[[ Passage shown, beginning ]]
SIRT1 and stem cells: In the forefront with cardiovascular disease, neurodegeneration and cancer

Kenneth Maiese

Kenneth Maiese, Cellular and Molecular Signaling, Newark, NJ 07101, United States

Author contributions: Maiese K conceived, designed, and wrote this article.

Supported by The following grants to Kenneth Maiese: American Diabetes Association; American Heart Association; NIH NIEHS; NIH NIA; NIH NINDS; and NIH ARRA.

Conflict-of-interest: The author declares no conflicts of interest.

Open-Access: This article is an open-access article which was selected by an in-house editor and fully peer-reviewed by external reviewers. It is distributed in accordance with the Creative Commons Attribution Non Commercial (CC BY-NC 4.0) license, which permits others to distribute, remix, adapt, build upon this work non-commercially, and license their derivative works on different terms, provided the original work is properly cited and the use is non-commercial. See: http://creativecommons.org/licenses/by-nc/4.0/

Correspondence to: Kenneth Maiese, MD, Cellular and Molecular Signaling, 125 Main Street, Newark, NJ 07101, United States. wntin75@yahoo.com

Received: November 2, 2014
Peer-review started: November 2, 2014
First decision: November 27, 2014
Revised: December 31, 2014
Accepted: January 15, 2015
Article in press: January 15, 2015
Published online: March 26, 2015
Processing time: 138 Days and 9.4 Hours

Abstract

Cardiovascular disease, nervous system disorders, and cancer in association with other diseases such as diabetes mellitus result in greater than sixty percent of the global annual deaths. These noncommunicable diseases also affect at least one-third of the population in low and middle-income countries and lead to hypertension, elevated cholesterol, malignancy, and neurodegenerative disorders such as Alzheimer’s disease and stroke. With the climbing lifespan of the world’s population, increased prevalence of these disorders is expected requiring the development of new therapeutic strategies against these disabling disease entities. Targeting stem cell proliferation for cardiac disease, vascular disorders, cancer, and neurodegenerative disorders is receiving great enthusiasm, especially those that focus upon SIRT1, a mammalian homologue of the yeast silent information regulator-2. Modulation of the cellular activity of SIRT1 can involve oversight by nicotinamide/nicotinic acid mononucleotide adenylyltransferase, mammalian forkhead transcription factors, mechanistic of rapamycin pathways, and cysteine-rich protein 61, connective tissue growth factor, and nephroblastoma over-expressed gene family members that can impact cytoprotective outcomes. Ultimately, the ability of SIRT1 to control the programmed cell death pathways of apoptosis and autophagy can determine not only cardiac, vascular, and neuronal stem cell development and longevity, but also the onset of tumorigenesis and the resistance against chemotherapy. SIRT1 therefore has a critical role and holds exciting prospects for new therapeutic strategies that can offer reparative processes for cardiac, vascular, and nervous system degenerative disorders as well as targeted control of aberrant cell growth during cancer.

Keywords: FoxO; Mechanistic of rapamycin; Apoptosis; Autophagy; Cardiovascular; Cysteine-rich protein 61, connective tissue growth factor, and nephroblastoma over-expressed gene; Neurodegeneration; Progenitor stem cells; SIRT1; Cancer

Core tip: SIRT1, a mammalian homologue of the yeast silent information regulator-2, holds exciting prospects for new therapeutic strategies that can offer reparative processes for cardiac, vascular, and nervous system degenerative disorders as well as targeted control of unchecked cell growth during cancer.
[[ Passage shown, end ]]
*What you will do*.
According to the abstract on SIRT1 and stem cells, what share of global annual deaths results from cardiovascular disease, nervous system disorders, and cancer together with diseases such as diabetes mellitus?
[[ The data, beginning ]]
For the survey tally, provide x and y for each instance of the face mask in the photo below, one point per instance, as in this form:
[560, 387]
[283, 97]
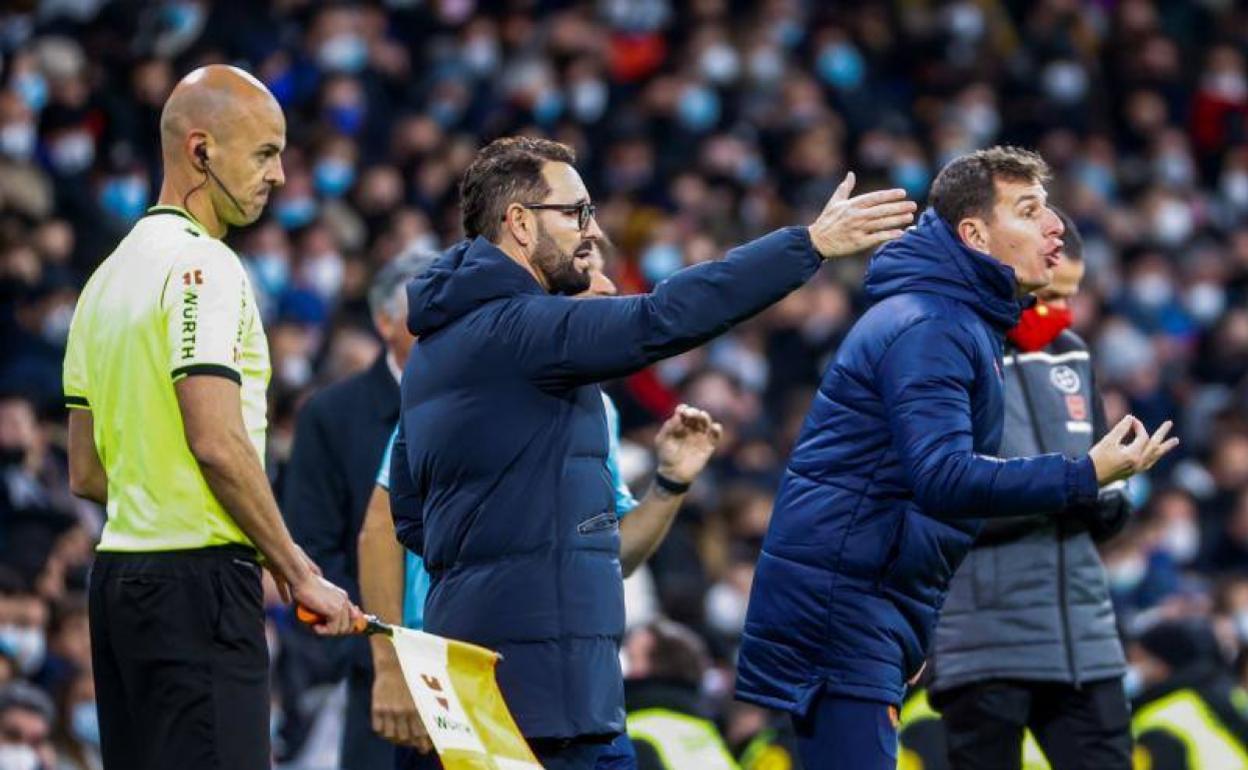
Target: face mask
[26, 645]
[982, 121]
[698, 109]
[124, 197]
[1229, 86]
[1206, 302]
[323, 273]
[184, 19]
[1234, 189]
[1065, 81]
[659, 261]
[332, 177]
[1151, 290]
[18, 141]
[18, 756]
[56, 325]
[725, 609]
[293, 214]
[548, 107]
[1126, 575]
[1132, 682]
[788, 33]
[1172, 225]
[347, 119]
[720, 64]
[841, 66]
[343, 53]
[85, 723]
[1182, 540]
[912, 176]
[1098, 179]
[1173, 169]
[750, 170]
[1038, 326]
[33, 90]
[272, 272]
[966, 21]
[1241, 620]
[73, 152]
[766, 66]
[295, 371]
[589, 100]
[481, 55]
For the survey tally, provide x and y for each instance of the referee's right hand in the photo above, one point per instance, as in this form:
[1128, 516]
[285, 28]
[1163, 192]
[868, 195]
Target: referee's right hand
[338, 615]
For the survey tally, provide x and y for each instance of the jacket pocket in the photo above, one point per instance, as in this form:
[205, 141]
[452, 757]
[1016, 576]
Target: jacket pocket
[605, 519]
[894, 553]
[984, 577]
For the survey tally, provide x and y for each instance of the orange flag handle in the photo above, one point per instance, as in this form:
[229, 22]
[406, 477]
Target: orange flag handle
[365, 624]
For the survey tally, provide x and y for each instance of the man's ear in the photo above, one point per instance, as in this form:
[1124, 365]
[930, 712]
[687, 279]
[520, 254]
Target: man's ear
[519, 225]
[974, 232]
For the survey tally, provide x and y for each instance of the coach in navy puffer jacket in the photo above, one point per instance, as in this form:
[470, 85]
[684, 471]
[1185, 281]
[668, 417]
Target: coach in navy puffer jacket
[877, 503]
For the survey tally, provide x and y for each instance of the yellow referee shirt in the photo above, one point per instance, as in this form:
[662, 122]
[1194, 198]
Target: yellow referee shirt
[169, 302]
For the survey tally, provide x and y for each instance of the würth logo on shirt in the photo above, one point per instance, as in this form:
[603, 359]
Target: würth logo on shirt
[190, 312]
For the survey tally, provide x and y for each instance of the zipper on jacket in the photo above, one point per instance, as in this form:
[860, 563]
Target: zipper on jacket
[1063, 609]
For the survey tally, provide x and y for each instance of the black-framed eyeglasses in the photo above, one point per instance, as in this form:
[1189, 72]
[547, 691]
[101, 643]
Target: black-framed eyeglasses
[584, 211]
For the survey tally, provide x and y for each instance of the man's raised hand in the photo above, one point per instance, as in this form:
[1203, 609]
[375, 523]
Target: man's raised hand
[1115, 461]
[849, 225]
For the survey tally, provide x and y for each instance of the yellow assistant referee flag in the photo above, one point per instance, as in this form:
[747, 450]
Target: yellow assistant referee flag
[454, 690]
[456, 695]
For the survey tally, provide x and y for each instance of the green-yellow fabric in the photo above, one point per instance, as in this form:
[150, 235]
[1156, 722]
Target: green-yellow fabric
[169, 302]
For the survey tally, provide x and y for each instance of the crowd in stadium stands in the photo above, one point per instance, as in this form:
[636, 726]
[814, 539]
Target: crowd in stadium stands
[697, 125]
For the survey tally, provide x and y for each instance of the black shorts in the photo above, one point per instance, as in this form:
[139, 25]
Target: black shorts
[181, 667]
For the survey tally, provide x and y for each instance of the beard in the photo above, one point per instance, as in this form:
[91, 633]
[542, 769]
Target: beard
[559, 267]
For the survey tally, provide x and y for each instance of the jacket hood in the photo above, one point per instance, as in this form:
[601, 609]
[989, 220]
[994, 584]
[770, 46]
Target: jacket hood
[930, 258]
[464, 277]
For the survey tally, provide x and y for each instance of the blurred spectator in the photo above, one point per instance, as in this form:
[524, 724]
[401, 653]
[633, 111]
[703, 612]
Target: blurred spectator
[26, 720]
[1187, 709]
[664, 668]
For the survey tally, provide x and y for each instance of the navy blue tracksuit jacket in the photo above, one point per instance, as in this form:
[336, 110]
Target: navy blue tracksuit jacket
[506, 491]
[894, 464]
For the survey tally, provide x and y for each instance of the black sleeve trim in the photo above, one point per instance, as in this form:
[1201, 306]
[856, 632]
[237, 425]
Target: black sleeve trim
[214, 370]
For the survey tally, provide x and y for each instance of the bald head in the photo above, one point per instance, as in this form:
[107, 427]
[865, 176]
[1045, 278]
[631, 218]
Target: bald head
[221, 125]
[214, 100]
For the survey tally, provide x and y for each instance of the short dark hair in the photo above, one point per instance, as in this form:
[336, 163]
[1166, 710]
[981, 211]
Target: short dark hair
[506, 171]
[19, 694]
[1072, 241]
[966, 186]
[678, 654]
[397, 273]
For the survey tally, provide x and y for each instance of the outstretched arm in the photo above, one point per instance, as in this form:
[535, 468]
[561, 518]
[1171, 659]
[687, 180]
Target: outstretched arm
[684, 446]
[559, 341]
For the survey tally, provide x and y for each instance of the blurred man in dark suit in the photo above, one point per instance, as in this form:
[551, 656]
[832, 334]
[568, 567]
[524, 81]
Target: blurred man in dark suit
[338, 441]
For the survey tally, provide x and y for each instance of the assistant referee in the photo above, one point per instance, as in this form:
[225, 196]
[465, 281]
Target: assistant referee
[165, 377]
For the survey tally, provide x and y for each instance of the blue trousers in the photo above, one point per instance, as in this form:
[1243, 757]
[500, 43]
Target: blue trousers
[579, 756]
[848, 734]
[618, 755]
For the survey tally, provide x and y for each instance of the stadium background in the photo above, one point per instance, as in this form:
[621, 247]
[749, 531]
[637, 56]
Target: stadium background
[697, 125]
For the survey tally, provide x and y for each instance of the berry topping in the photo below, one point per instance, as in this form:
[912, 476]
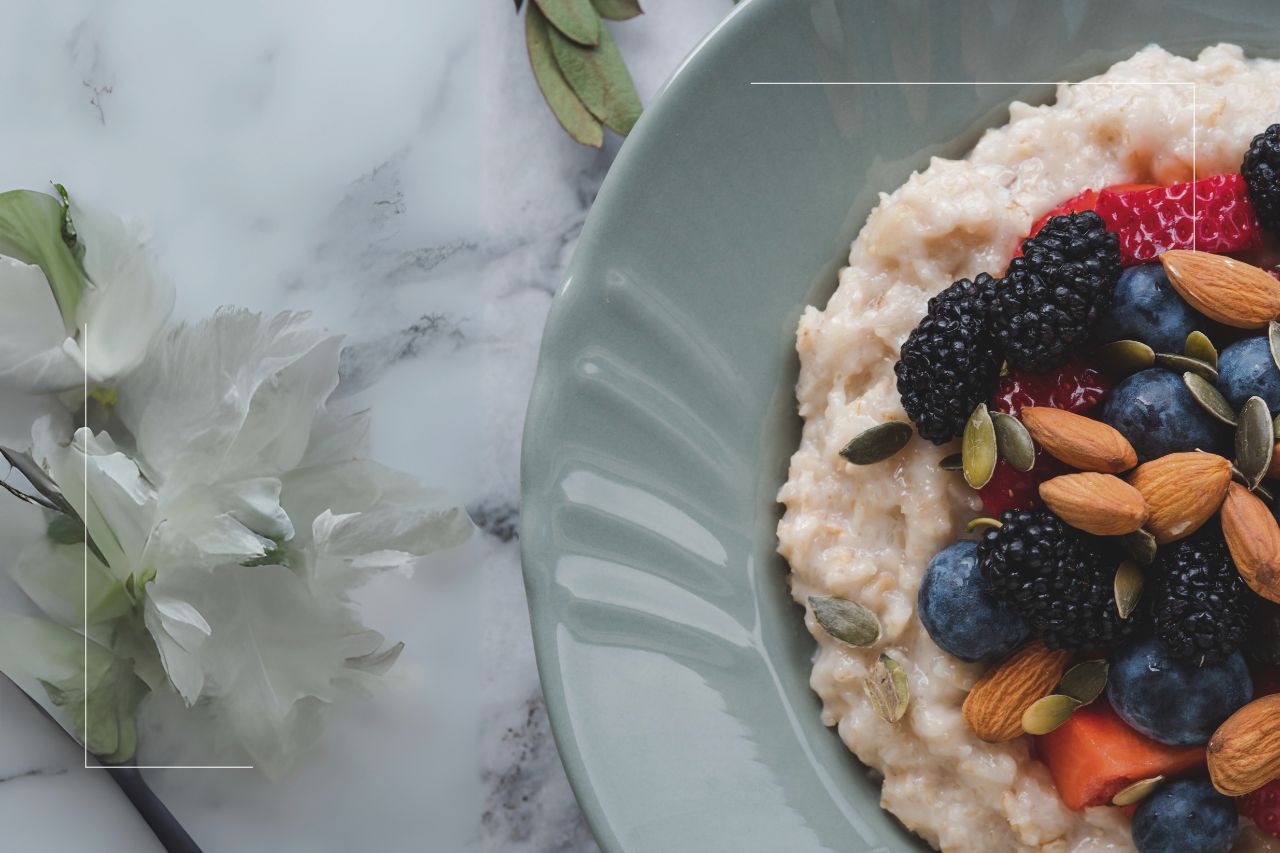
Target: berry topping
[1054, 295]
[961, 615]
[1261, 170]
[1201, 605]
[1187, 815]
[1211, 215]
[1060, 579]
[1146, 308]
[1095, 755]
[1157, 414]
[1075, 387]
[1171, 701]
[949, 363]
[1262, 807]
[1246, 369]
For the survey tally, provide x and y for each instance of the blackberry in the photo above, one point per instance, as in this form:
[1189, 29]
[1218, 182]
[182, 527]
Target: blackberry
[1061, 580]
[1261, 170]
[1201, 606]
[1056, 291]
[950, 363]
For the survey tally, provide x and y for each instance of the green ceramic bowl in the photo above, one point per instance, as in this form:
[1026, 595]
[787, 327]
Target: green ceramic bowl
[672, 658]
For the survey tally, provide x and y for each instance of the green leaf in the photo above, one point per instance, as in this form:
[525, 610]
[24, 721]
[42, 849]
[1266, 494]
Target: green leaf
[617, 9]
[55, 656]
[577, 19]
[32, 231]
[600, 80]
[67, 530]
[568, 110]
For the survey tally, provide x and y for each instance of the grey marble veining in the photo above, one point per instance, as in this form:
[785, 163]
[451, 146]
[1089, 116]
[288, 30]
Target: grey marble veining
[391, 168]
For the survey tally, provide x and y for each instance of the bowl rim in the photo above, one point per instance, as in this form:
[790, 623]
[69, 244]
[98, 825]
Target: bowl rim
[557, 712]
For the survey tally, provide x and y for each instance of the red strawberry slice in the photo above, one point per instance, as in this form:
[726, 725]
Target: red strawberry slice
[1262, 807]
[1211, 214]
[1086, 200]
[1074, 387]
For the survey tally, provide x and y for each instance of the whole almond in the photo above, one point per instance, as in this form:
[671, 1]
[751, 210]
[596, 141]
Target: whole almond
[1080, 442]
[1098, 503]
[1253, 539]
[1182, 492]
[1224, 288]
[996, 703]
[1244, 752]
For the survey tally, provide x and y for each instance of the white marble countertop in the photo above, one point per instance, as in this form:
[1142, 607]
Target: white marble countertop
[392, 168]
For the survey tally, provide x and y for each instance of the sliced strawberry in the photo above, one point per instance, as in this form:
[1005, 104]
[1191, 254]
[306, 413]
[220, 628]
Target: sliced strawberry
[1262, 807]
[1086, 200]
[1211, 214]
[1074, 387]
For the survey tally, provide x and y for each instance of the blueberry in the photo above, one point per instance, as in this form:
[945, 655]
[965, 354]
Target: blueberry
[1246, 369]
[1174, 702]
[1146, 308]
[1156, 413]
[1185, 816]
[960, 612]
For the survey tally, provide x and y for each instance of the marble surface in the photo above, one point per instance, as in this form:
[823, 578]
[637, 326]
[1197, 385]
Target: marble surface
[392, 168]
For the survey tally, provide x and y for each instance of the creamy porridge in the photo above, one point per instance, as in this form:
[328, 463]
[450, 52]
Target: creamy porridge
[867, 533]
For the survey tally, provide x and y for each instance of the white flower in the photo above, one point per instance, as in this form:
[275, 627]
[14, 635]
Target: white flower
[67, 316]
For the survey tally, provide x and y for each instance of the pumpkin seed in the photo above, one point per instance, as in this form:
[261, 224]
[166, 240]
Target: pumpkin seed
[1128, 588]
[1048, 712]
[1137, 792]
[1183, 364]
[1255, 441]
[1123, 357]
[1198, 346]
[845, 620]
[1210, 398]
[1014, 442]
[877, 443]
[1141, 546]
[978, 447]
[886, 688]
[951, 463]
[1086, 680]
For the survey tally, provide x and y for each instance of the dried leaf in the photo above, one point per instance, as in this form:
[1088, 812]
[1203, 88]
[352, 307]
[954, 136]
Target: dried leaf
[[ The data, end ]]
*Written answer*.
Greater than sixty percent.